● Records for this task:
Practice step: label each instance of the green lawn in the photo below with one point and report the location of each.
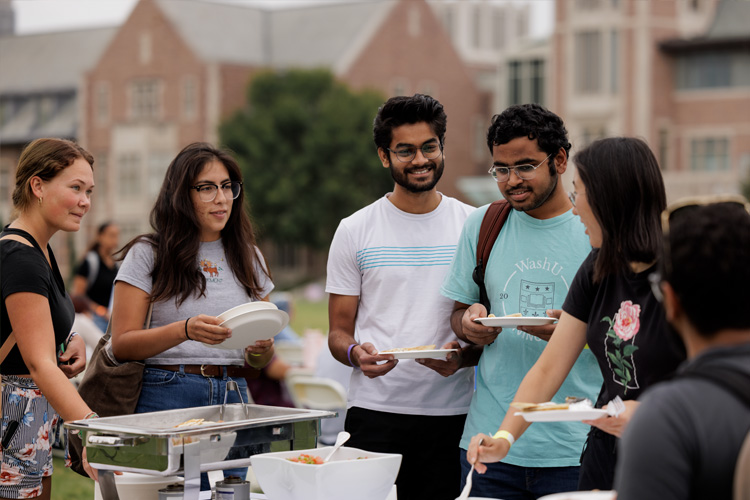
(67, 485)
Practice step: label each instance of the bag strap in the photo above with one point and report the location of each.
(93, 263)
(732, 380)
(7, 346)
(493, 221)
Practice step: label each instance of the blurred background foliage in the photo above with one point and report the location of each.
(304, 143)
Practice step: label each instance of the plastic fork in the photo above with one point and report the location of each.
(615, 407)
(467, 488)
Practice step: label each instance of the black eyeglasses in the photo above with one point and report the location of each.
(207, 192)
(525, 172)
(407, 153)
(667, 216)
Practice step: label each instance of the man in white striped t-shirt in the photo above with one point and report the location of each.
(386, 264)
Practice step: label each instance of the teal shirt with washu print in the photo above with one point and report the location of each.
(530, 270)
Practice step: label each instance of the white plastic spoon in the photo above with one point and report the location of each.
(342, 438)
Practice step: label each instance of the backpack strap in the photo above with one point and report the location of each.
(493, 221)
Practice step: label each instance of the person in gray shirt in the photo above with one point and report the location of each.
(684, 441)
(200, 260)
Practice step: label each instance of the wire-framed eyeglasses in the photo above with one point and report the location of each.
(207, 192)
(525, 172)
(431, 150)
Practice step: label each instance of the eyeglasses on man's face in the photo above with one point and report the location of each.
(524, 172)
(207, 192)
(406, 154)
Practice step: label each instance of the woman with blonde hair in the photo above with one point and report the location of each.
(54, 182)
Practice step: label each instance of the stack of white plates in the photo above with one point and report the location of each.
(250, 322)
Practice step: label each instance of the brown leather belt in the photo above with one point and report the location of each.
(213, 370)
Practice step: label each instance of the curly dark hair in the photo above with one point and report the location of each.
(176, 236)
(533, 121)
(708, 253)
(401, 110)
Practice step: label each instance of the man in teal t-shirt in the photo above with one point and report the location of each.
(529, 271)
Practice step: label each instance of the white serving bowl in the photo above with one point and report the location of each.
(344, 475)
(243, 308)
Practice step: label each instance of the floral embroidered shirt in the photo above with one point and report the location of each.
(626, 330)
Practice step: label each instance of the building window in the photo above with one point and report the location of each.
(614, 61)
(526, 81)
(477, 25)
(588, 63)
(157, 169)
(129, 174)
(709, 154)
(101, 102)
(189, 97)
(145, 99)
(706, 70)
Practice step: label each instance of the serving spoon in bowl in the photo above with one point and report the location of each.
(342, 438)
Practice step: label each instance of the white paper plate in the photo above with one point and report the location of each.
(515, 321)
(562, 415)
(247, 307)
(424, 354)
(250, 326)
(581, 495)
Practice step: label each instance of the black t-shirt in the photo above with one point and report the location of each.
(626, 330)
(100, 290)
(25, 269)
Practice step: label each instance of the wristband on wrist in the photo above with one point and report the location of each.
(186, 335)
(505, 435)
(349, 353)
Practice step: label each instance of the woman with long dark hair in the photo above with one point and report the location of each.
(54, 182)
(610, 308)
(200, 260)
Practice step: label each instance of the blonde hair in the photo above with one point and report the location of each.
(44, 158)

● Action item: Copy out all the data exactly. No images belong in the copy.

● Solved exercise:
Practice step: label each instance of the green lawn in the photo below with one point and report the location of each.
(67, 485)
Practice step: label each instance of the bag strap in the photo above with one point and report the location of each.
(93, 263)
(732, 380)
(7, 346)
(493, 221)
Practice step: label each instance of the blurred background foliage in the photo above with one point and report the location of each.
(304, 143)
Practice step: label each instance of the plastic fork in the photo above with one point and report the location of each.
(615, 407)
(467, 488)
Practice step: label each instance of the black eyeglasses in the photo above with one point and report the location of each.
(207, 192)
(525, 172)
(407, 153)
(667, 216)
Practice step: label each instance of the man in white striped t-shirt in the photo above with one point and report the location of each.
(386, 264)
Practice step: label each instance of the teal shirt with washu print in the photo above with one point and report the location of each.
(530, 270)
Practice step: label each instance of the white plastic spoon in the photo above with one point and report the location of each.
(342, 438)
Practice step: label each instance of the backpack strap in the photo above with one point and report the location of each.
(493, 221)
Practice step: label each instance of the person in gray shirt in the photo above with one point and report the location of each.
(684, 441)
(200, 260)
Practice step: label each instance of the wire-framed eyeglasses in the photo above with one point and report the location of each.
(207, 192)
(525, 172)
(431, 150)
Practice step: label each instance of the eyeglasses on man's face in the photo above with one point and report the location of each.
(524, 172)
(207, 192)
(406, 154)
Practice step: label each instance of the woman with blonde hair in the photo above with one point and report the location of each.
(54, 182)
Practice step: label each instance of the stack of white plates in the photo above with one point and report the location of each.
(250, 322)
Practice step: label each instance of the brown leather belt in the photo above with one point and report the location of each.
(213, 370)
Practice step: label each instance of the curly dark hair in the photo above with one point and report the location of each.
(176, 236)
(533, 121)
(708, 253)
(401, 110)
Practice step: label each instance of the man in teal t-shirt in the photo above with one point and report the location of each.
(529, 271)
Practice step: label each instance of the white serving bowl in the photo above with one point and report the location of each.
(344, 475)
(243, 308)
Practice step: label each instance of the floral embroidered shirt in the photo above with one point and report the location of each.
(626, 330)
Practice step: label each instance of the building window in the photo above with one point and report the location of each.
(614, 61)
(526, 81)
(477, 25)
(588, 63)
(157, 169)
(129, 174)
(709, 154)
(101, 102)
(189, 97)
(145, 99)
(706, 70)
Practice step: label each instance of the serving spoon in bowl in the photo above with one point and report the location of each.
(342, 438)
Practice step: label each instance of the white paper plate in the photo above with one point and report the location of each.
(515, 321)
(562, 415)
(247, 307)
(424, 354)
(250, 326)
(581, 495)
Practice step: label each instance of the black t-shirt in the photo above with one point and report the location of each.
(626, 330)
(100, 290)
(25, 269)
Practice step: label each instance of the wristband on wrist in the photo above with one point and report the location of each.
(186, 335)
(505, 435)
(349, 353)
Practice step: label each instance of the woman with long dark hair in the photo above with one point and report the location of each.
(54, 182)
(610, 308)
(200, 260)
Practice step: label each instance of the blonde hair in the photo above with one point and report the location of each.
(44, 158)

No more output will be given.